-- Begin Reading passage --

I’ve been unemployed for the past seven months.
2020 hasn’t been easy. My heart goes out to others as I’m aware of the reality of the situation we are living through. The job market and economy are at their lowest points since the global financial crisis of 2008–2009.
I have applied for job after job and received many rejections. I’ve made it to the last round of two interviews to be passed on by candidates who had more experience.
I’ve never heard back from hundreds of the places I applied to which is problematic for HR departments and recruiters. Where’s the human element today?
I’ve spent time preparing for interviews, only to get my hopes smashed.
I’m not sure which industry is right for me. I’ve narrowed it down to finance, marketing, and copywriting but am open-minded. I may not have enough experience to qualify but it’s hard to gain experience when so few are willing to employ and train new hires.
I’ve been told, “You should be proud though. This is a great resume compared to others I’ve seen today. Thank you for being so specific.”
I’m a team player. I’m a hard and smart worker in the right environment. I constantly show up.
I’m left wondering where someone with five years of post-college work experience belongs?
I will be back to work in 2–4 weeks as I miss feeling like I have a purpose.
Tomorrow I will get out of bed, pick myself up again & keep moving forward. That’s all I can do.
I posted the above on LinkedIn last week and received an outpouring of support, appreciation, help, connections, and resources. It’s funny what happens when you put yourself out there and relate to so many others who are growing through the same challenges this year. So far, that post has over 2,245 views, countless likes and impressions, and 16 comments.

-- End Reading passage --

Required actions ::
1) Repeat the essay on job hunting word for word, from "2020 hasn’t been" to "human element today?".
2) Put this sentence from the essay on job hunting into Spanish: "I’ve spent time preparing for interviews, only to get my hopes smashed."

-- Begin Listing --

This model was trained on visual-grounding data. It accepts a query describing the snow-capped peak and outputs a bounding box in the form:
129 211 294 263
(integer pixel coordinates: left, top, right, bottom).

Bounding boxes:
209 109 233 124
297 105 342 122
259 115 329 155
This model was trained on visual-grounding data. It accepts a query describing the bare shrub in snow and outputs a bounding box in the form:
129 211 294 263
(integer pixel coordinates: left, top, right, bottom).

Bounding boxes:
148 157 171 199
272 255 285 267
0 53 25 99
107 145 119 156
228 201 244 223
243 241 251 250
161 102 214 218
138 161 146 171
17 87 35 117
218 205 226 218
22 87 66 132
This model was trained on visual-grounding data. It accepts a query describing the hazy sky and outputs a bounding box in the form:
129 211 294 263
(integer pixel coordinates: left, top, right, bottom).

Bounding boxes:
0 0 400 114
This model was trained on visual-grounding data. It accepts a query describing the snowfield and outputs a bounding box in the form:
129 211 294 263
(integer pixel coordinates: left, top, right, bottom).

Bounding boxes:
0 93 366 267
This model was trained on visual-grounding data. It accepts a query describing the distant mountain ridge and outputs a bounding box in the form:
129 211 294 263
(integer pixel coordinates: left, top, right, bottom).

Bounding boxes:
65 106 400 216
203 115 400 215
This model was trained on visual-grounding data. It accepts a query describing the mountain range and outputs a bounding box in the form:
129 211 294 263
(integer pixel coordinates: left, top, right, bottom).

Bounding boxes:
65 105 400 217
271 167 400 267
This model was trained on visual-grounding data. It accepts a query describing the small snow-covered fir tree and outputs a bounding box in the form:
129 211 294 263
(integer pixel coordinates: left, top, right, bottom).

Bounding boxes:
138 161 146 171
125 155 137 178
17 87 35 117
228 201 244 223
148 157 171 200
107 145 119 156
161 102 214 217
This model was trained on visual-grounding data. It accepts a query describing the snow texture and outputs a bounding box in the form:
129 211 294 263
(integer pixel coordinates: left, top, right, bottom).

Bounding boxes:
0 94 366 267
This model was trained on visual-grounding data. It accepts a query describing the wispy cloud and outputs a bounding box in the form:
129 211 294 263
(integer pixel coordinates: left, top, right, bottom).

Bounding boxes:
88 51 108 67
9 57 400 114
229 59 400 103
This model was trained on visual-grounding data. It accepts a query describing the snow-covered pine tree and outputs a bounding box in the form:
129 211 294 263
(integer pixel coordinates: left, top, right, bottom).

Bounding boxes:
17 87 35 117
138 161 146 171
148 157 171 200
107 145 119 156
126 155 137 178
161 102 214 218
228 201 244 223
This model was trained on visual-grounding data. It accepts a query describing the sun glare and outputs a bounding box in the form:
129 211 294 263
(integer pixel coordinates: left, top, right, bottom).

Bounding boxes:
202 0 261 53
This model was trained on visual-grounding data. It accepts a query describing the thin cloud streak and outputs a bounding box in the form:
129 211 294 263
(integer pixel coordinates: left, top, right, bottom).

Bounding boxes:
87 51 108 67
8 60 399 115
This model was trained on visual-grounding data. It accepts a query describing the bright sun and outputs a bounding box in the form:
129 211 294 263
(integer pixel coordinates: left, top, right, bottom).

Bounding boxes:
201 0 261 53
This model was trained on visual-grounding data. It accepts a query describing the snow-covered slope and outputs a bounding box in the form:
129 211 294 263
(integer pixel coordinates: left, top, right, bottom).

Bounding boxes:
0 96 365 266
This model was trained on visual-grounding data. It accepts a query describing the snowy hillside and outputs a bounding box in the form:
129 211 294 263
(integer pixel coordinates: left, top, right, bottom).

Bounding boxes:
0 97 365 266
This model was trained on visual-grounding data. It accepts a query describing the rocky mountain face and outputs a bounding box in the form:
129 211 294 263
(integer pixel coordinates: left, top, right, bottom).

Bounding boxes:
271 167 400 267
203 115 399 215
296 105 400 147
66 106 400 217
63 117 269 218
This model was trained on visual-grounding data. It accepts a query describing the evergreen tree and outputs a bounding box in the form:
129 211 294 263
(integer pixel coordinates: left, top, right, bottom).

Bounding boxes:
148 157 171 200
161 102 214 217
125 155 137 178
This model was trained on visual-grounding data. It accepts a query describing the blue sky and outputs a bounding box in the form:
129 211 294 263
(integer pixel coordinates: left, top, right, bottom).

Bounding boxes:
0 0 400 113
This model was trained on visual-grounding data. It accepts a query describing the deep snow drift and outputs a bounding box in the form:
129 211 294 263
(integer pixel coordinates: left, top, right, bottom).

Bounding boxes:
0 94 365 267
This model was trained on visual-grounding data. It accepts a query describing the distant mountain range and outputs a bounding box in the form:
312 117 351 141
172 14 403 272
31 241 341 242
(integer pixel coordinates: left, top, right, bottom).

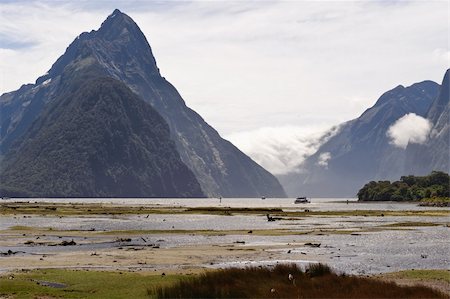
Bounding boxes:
279 70 450 197
0 10 286 197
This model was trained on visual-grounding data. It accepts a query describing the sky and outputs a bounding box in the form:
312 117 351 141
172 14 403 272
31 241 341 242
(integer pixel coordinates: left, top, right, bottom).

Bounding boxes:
0 0 450 174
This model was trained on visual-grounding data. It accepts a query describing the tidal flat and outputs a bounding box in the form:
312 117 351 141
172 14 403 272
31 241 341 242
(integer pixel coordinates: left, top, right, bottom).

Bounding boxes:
0 199 450 296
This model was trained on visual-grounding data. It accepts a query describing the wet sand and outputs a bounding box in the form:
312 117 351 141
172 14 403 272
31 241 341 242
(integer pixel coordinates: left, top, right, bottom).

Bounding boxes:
0 202 449 275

-- End Listing --

Results of the exercise ::
1)
2020 hasn’t been easy. My heart goes out to others as I’m aware of the reality of the situation we are living through. The job market and economy are at their lowest points since the global financial crisis of 2008–2009.
I have applied for job after job and received many rejections. I’ve made it to the last round of two interviews to be passed on by candidates who had more experience.
I’ve never heard back from hundreds of the places I applied to which is problematic for HR departments and recruiters. Where’s the human element today?

2) He dedicado tiempo a prepararme para entrevistas, solo para ver mis esperanzas destrozadas.